アスベストによる
健康被害
アスベストは命に関わる健康被害をもたらす大変危険なものです。ここでは、アスベストによる健康被害について掘り下げていきます。
アスベストを吸うと
どうなるのか?
アスベストは繊維状の鉱物であり、その繊維1本1本は非常に細く小さなものです。そのため、大気中に飛散しやすく、肺の中に入り込みやすいという特徴を持っています。
飛散したアスベストを吸い込むと、肺の中に繊維状のアスベストが入り込みますが、その場で体調に異変が起きる可能性は低いでしょう。
しかし、肺に入ったアスベストは分解されることなく、肺の中に留まり続けます。
アスベストの危険性
アスベストには、発がん性が認められています。肺の中にアスベストが蓄積されると、10~40年の年月をかけて、肺がん等の重大な疾病をもたらすことが確認されています。
アスベストは非常に小さいため、飛散しても目で確認ができません。そのため、知らない間に吸い込んでしまう可能性もあるのです。
アスベストが使われている危険性のある場所には、近づかないようにすることが賢明と言えるでしょう。
アスベストが引き起こす
症状・病名
アスベストを吸入したことが原因で発症したとされる疾病は複数あります。ここでは、アスベストによって引き起こされる重大な疾病について解説します。
- - - - - - -
• _課題一覧_
a) アスベストによる健康被害の文章について、次の問いに答えてください。
(i) 飛散したアスベストを吸い込んだ場合、その場で体調に異変が起きる可能性はどの程度だとされていますか?
(ii) 肺に入ったアスベストはその後どうなると書かれていますか?
(iii) 肺の中にアスベストが蓄積されると、どれくらいの年月をかけて肺がん等の重大な疾病をもたらすと確認されていますか?
b) アスベストによる健康被害の文章を、最後の文の後から書き進めてください。
次の記録は、上の文章とは関係がありません。

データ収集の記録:
- - - - - - -
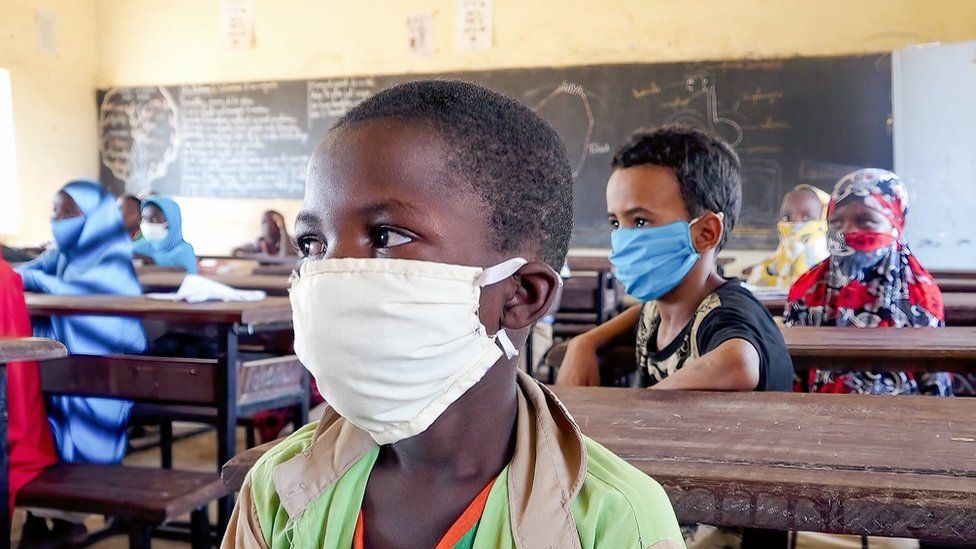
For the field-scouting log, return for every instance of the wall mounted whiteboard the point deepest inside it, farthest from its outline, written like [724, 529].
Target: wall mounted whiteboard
[934, 110]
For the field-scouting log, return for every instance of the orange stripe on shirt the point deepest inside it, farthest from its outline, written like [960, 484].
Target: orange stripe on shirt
[468, 519]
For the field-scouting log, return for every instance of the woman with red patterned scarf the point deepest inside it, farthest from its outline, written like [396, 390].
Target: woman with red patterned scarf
[870, 280]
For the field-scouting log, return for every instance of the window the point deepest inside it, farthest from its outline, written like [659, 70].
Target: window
[9, 206]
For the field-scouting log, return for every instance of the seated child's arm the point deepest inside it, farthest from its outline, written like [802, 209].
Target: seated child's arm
[734, 343]
[732, 366]
[244, 530]
[581, 366]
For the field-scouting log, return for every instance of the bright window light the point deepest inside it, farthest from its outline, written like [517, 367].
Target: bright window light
[9, 206]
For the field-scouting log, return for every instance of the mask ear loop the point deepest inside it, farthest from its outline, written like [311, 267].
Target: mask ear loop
[502, 338]
[494, 275]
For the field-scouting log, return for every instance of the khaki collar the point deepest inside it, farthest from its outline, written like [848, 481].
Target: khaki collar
[546, 472]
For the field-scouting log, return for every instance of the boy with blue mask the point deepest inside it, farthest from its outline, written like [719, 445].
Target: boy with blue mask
[436, 215]
[672, 200]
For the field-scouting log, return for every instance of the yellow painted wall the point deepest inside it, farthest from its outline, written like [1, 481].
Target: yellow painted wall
[54, 109]
[151, 42]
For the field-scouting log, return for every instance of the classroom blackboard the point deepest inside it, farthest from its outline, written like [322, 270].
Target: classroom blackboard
[803, 120]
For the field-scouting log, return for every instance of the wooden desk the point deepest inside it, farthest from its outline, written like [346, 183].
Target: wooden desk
[918, 350]
[248, 315]
[950, 349]
[960, 308]
[952, 285]
[260, 258]
[943, 274]
[170, 282]
[24, 349]
[230, 319]
[849, 464]
[16, 350]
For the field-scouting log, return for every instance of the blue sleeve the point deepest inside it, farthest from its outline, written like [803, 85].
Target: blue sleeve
[47, 262]
[181, 256]
[142, 247]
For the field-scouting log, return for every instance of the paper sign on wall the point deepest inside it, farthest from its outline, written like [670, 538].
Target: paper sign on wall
[237, 24]
[419, 35]
[46, 25]
[474, 24]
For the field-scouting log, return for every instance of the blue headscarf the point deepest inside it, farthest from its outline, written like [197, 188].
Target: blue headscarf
[90, 430]
[172, 251]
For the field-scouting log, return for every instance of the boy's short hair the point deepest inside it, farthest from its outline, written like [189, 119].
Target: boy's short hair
- - - - - - -
• _解答一覧_
a)
(i) 低いとされています。
(ii) 分解されることなく、肺の中に留まり続けます。
(iii) 10~40年です。

b)
石綿(アスベスト)肺
肺線維症の一つで、肺の組織が繊維化してしまう病気です。中でもアスベストが原因で起こるものが「石綿肺」と呼ばれています。
石綿肺が発症すると現れる症状が、息切れや運動能力の低下です。また重症化すると喘息や呼吸不全に陥ることもあります。
肺がん
アスベストは発がん性が認められており、肺がんを引き起こすと言われています。進行するまで自覚症状がないこともあるので、注意が必要です。
重症化すると胸の痛みやせき、息苦しさなどの症状が出てきます。
悪性中皮腫
悪性中皮腫とは、胸膜・心膜・腹膜など、皮のように表面を覆う細胞層に発生する悪性腫瘍のことを指します。
主にアスベストの吸引で起こるとされており、アスベスト以外が原因で発症することは稀だと言われています。
症状としては、持続する胸痛や息切れがするようになります。また、重症化すると強い痛みや嚥下困難、腕・手の筋力低下および感覚がなくなるなどの症状が現れます。
良性石綿胸水
アスベストが原因とされる良性の胸水のことを指します。胸腔内に水が溜まる病気で、特に症状が現れないことが多いようです。
びまん性胸膜肥厚
肺を覆う胸膜が繊維化してしまい厚く硬化していく病気で、呼吸困難や胸痛を引き起こします。
重症化すると慢性的な呼吸不全に陥ることもあります。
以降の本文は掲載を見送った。